**EXERCISE BRIEF:**
What is needed is an exact copy of the data below, pictures excluded.
START RECORDS SHOWN
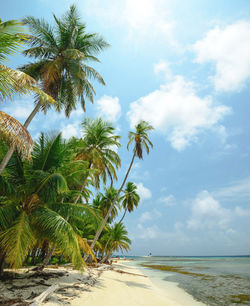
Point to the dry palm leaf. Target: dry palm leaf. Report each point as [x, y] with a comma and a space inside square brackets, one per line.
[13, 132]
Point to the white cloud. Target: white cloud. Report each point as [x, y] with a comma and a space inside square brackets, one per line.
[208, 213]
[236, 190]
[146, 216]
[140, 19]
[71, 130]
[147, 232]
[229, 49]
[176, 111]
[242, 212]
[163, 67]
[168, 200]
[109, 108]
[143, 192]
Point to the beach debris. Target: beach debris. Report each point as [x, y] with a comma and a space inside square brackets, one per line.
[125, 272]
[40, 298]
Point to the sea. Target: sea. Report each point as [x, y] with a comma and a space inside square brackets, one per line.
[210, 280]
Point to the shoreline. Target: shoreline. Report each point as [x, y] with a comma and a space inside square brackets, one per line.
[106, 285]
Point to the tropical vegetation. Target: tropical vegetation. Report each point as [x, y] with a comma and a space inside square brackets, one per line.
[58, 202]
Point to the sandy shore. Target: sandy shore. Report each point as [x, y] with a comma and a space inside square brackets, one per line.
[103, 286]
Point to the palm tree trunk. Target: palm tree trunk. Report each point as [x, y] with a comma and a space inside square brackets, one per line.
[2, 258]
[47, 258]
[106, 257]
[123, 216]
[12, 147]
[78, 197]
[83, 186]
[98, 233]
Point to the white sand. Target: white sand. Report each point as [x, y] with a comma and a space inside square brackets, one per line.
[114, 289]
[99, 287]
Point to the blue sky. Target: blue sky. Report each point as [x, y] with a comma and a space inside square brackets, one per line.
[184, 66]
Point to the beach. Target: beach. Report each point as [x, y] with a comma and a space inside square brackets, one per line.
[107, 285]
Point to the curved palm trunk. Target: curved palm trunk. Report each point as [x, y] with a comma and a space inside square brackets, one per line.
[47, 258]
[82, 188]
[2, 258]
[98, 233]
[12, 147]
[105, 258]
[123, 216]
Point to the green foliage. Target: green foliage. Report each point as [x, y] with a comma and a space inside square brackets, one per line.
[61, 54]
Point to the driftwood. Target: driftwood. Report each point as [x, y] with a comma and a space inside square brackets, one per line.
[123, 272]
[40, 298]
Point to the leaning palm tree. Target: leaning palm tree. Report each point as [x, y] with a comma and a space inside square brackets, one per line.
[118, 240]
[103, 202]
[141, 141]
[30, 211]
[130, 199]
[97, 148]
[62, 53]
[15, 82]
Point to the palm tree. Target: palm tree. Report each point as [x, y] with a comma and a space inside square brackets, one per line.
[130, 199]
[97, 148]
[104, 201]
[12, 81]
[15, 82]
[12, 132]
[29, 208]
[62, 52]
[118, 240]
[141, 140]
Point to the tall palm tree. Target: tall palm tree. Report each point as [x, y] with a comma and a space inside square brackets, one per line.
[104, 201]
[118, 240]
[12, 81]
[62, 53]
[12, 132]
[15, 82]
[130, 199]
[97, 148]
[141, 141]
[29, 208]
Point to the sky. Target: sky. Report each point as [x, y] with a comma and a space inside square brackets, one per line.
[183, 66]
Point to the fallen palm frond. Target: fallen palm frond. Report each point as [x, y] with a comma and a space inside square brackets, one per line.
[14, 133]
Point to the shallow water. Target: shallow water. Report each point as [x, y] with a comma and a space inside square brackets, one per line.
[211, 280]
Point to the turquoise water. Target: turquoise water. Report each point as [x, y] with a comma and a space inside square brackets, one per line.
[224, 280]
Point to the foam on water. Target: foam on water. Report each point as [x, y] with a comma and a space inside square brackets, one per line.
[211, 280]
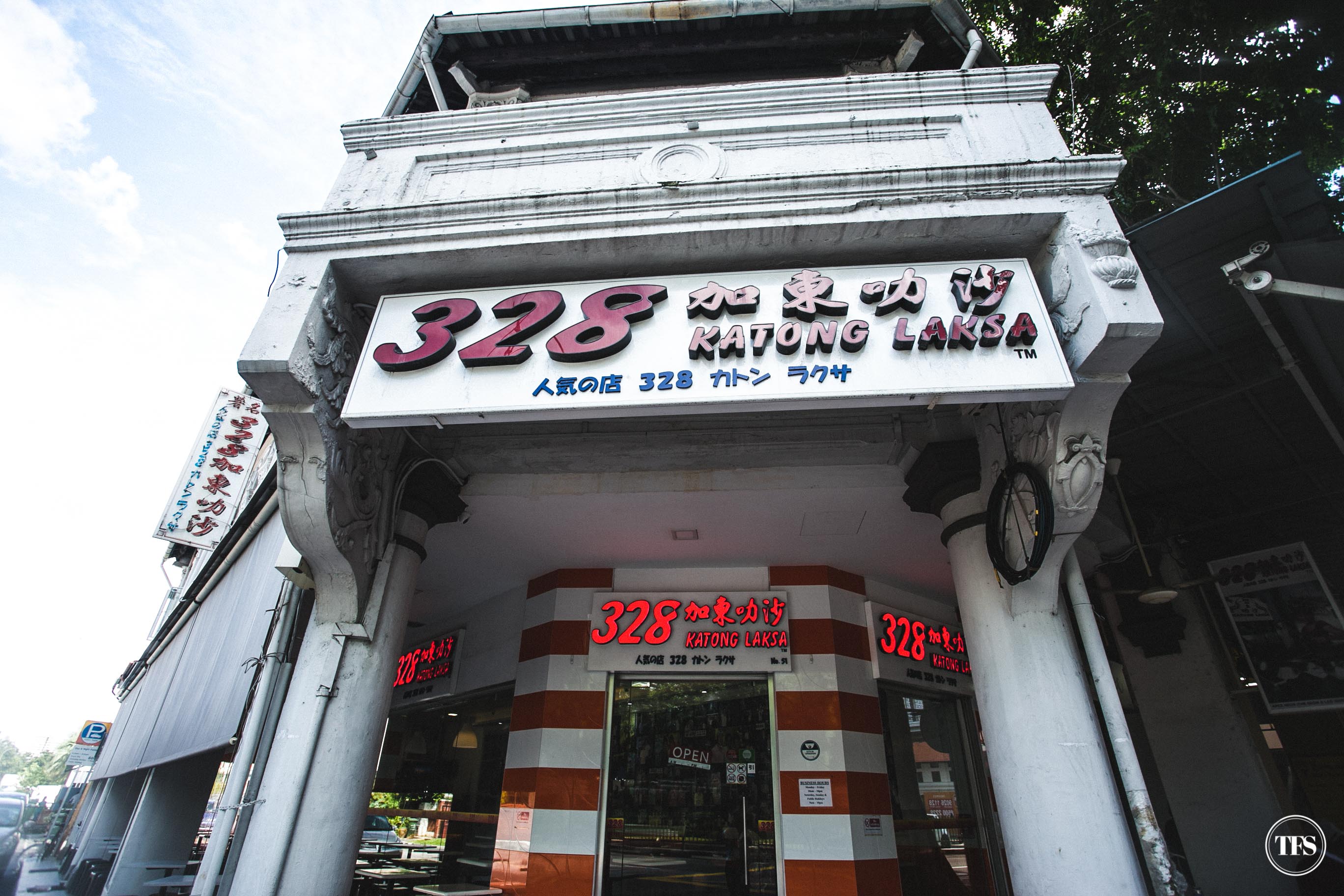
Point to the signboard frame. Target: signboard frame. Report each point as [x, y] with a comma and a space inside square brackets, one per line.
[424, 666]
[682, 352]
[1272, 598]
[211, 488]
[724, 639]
END RECORDS SHOWN
**SOLUTION TO THE PROBLEM:**
Point to the dry palm leaf. Target: dry palm leaf. Report each point as [x, y] with a comma and a space inside square brackets, one per line.
[13, 132]
Point to the white cloud. Target: white cloud. Report each point as [x, y] with a comma and a space inside square brackets, one per line.
[208, 213]
[236, 190]
[146, 216]
[140, 19]
[71, 130]
[147, 232]
[229, 49]
[176, 111]
[242, 212]
[163, 67]
[168, 200]
[109, 108]
[143, 192]
Point to the beach debris. Target: beach debris. Report each point as [x, y] with a comma and a space inside square brackets, one per line.
[125, 272]
[40, 298]
Point to the sea. Target: sea. Report each point as [x, y] with a comma and a space inside square brackets, one per line.
[210, 280]
Point to the shoreline. Target: shoreline. Report each point as [x, y] with a comma and a space inside square brackets, one per line.
[106, 285]
Point to the tropical vegetation. Target: tropical vegetation. Report each point as [x, y] with a comma and a space inside square brackets, one per line.
[58, 202]
Point to the sandy shore. Target: sandy shore. Report each point as [x, y] with a comma and a space inside square brackets, one per line.
[103, 286]
Point to the palm tree trunk. Target: palm tree trunk. Report each point as [x, y] with a comma and a space inside square brackets, one per line.
[2, 258]
[47, 258]
[106, 257]
[123, 216]
[12, 147]
[78, 197]
[83, 186]
[98, 233]
Point to the white sand. Target: white sand. Report each point as [x, y] with a comma and a space inside square brackets, one per line.
[114, 289]
[99, 287]
Point to the blue sky. Target: blue sky. Report each point as [x, y] with a comma and a space inside square brackets, one per line.
[184, 66]
Point to the beach. Target: beach. Report each point as [x, y] with a comma and a space inside square brackets, one per line.
[107, 285]
Point to the curved palm trunk. Target: curved palm trunk. Report each point as [x, y] with a comma and a space inside square brackets, one per line.
[47, 258]
[82, 188]
[2, 258]
[98, 233]
[12, 147]
[105, 258]
[123, 216]
Point to the green foliage. Target: green foliage. Report each point as [x, y] with a comma and a space inside square brackets, one per line.
[61, 54]
Point to the driftwood. Target: driftwood. Report each point as [x, y] with a comma and a space inside square brackets, one per line.
[123, 272]
[40, 298]
Point to the leaning palm tree. Target: leaning palm tree. Report each point as [x, y] with a comma and a space inside square brackets, one per line.
[118, 240]
[103, 202]
[141, 141]
[30, 211]
[130, 199]
[97, 148]
[62, 53]
[15, 82]
Point to the palm tree. Target: palm tree. Report each point as [x, y] with a comma and a space inside square brackets, one per line.
[130, 199]
[97, 148]
[104, 201]
[12, 81]
[15, 82]
[12, 132]
[29, 208]
[62, 52]
[118, 240]
[141, 140]
Point to the tall palm tree. Target: tall palm tree. Report each point as [x, y] with a comma and a space inside square brackets, one per line.
[104, 201]
[118, 240]
[12, 81]
[62, 53]
[12, 132]
[15, 82]
[130, 199]
[97, 148]
[141, 141]
[29, 208]
Point to the sky. Target: sky. Report each point as [x, y] with a comma and a space inside square brackets, one per line.
[183, 66]
Point to the fallen palm frond. Target: fallen palm frond. Report each point as [x, y] with a comma and a space inside square brackets, one per line.
[14, 133]
Point to the shallow water. Target: shallow water. Report each point as [x, y] with a comma and a space inside square brackets, one per line.
[211, 280]
Point to the turquoise water. Target: turquoise water. Report each point as [x, y] with a comma and a space inside square brackets, one per line.
[224, 280]
Point to the foam on water. Target: foam on water. Report each point as [x, y] with a comma and a space inside square brackets, one per line.
[211, 280]
Point to the signboard frame. Target: signboard frame. Report each point as [x, y] with a comma and a space inside square brackets, one per line.
[424, 666]
[682, 352]
[1272, 598]
[211, 488]
[724, 639]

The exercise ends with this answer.